▶ **EXERCISE INSTRUCTIONS**: Please return the rows below unchanged, starting at the line that contains "Expected: one point per instance of the sidewalk, reported" and ending at the last row, including both of those lines.

──────────

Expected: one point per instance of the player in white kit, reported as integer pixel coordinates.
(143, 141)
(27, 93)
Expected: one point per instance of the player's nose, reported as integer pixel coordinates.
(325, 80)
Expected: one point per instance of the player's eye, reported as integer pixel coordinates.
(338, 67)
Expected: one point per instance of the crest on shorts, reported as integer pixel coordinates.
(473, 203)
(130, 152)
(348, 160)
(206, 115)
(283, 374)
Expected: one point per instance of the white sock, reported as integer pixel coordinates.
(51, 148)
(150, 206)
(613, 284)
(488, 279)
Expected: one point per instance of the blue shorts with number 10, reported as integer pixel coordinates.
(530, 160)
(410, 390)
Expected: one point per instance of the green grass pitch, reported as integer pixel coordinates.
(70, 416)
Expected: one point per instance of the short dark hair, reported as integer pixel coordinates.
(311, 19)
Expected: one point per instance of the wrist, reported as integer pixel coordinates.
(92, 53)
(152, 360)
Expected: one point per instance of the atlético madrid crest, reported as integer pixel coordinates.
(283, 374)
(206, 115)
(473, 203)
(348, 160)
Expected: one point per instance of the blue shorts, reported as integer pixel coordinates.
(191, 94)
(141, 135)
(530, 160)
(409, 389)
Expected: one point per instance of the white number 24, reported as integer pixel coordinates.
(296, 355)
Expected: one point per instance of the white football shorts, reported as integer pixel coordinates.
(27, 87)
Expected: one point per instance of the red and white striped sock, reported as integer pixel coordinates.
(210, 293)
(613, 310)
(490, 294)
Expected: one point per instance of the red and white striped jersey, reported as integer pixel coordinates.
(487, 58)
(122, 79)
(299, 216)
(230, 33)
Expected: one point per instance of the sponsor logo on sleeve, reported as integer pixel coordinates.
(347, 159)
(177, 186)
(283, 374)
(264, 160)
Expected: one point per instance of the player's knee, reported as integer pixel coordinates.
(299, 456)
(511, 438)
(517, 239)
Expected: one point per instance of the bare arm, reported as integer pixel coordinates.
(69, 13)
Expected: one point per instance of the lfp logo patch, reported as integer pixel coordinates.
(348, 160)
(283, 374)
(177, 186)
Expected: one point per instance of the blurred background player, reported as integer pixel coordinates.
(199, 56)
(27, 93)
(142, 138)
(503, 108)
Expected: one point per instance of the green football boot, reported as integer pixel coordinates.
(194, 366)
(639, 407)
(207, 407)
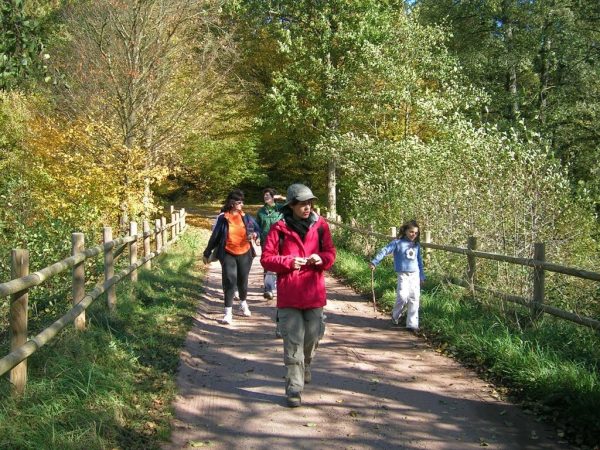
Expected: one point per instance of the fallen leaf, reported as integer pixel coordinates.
(197, 444)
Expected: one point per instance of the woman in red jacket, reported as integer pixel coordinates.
(299, 248)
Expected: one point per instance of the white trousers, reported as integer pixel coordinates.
(408, 294)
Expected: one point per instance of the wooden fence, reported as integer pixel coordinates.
(20, 346)
(537, 263)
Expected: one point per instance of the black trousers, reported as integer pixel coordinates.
(234, 273)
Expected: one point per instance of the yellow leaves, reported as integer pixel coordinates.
(82, 165)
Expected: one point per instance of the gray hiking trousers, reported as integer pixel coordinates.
(301, 331)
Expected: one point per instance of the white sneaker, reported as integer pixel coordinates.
(245, 310)
(228, 317)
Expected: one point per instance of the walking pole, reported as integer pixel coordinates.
(373, 291)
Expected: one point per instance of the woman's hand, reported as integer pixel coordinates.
(299, 262)
(314, 259)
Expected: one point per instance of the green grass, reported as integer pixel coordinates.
(551, 365)
(111, 386)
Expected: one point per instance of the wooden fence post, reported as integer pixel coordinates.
(109, 269)
(158, 235)
(173, 221)
(18, 318)
(427, 249)
(78, 282)
(163, 224)
(471, 264)
(133, 250)
(539, 280)
(146, 227)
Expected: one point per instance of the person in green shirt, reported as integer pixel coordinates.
(269, 214)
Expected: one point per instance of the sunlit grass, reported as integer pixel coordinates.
(550, 365)
(112, 385)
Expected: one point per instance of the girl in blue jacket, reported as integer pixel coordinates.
(408, 263)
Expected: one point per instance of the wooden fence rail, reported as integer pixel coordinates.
(21, 347)
(538, 263)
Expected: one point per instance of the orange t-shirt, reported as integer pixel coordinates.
(237, 239)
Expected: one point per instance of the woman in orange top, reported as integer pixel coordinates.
(232, 236)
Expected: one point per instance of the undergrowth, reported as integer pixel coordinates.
(549, 365)
(111, 386)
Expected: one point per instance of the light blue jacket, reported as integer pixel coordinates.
(407, 256)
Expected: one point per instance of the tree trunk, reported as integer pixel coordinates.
(545, 74)
(331, 186)
(511, 74)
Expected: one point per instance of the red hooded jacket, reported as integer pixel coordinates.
(304, 288)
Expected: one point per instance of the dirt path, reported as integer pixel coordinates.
(374, 386)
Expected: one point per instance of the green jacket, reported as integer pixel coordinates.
(267, 216)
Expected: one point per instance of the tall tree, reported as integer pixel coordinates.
(146, 68)
(344, 67)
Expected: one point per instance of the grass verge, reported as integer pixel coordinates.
(550, 366)
(111, 387)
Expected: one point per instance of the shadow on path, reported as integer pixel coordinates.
(374, 386)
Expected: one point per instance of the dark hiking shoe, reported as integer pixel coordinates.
(307, 375)
(294, 400)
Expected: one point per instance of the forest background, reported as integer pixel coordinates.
(476, 118)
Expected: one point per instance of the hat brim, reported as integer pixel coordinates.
(300, 198)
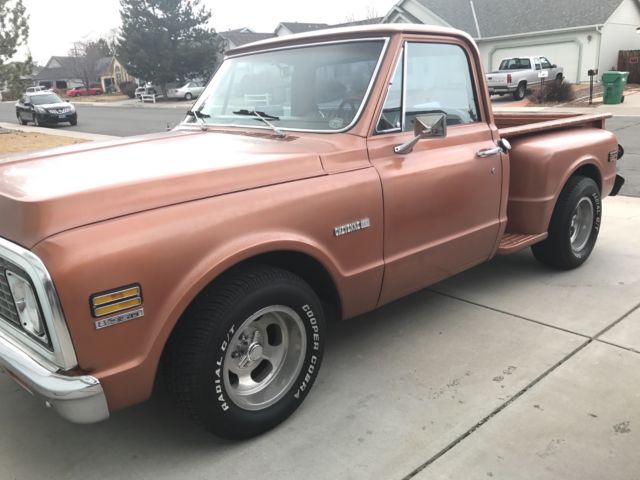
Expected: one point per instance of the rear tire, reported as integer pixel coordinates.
(574, 225)
(246, 353)
(520, 91)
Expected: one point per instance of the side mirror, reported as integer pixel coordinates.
(425, 126)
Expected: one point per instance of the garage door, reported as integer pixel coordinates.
(563, 54)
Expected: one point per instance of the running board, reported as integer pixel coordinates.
(512, 242)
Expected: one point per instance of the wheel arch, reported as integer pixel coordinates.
(589, 170)
(301, 261)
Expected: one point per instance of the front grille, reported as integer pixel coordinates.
(8, 310)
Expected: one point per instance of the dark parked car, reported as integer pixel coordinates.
(44, 108)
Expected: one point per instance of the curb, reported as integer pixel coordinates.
(56, 132)
(132, 105)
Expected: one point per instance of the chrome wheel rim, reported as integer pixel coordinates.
(264, 357)
(581, 224)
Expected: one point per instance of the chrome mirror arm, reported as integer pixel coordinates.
(408, 146)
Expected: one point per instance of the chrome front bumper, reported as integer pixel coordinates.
(79, 399)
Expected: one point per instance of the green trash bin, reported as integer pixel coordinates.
(613, 83)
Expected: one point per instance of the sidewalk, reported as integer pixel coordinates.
(629, 108)
(135, 103)
(56, 132)
(509, 371)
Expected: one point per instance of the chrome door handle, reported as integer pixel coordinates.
(487, 152)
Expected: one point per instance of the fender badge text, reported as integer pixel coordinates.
(352, 227)
(124, 317)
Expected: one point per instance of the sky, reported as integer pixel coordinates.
(55, 25)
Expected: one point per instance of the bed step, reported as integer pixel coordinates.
(512, 242)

──────────

▶ **REPLY**:
Expected: one point per instance of the sidewalk, reported as integer pixel coordinates.
(629, 108)
(135, 103)
(56, 132)
(509, 371)
Expected: one point per instance of the chrome door handle, reported as integer pixel coordinates.
(487, 152)
Expected: one point per instance of the fender badge text, reported as integer pixel coordinates.
(352, 227)
(124, 317)
Expected: one point per instance of the sky, reported as integer pixel coordinates.
(55, 25)
Expected: one point per instance of the bed step, reported as integer pixel coordinates.
(512, 242)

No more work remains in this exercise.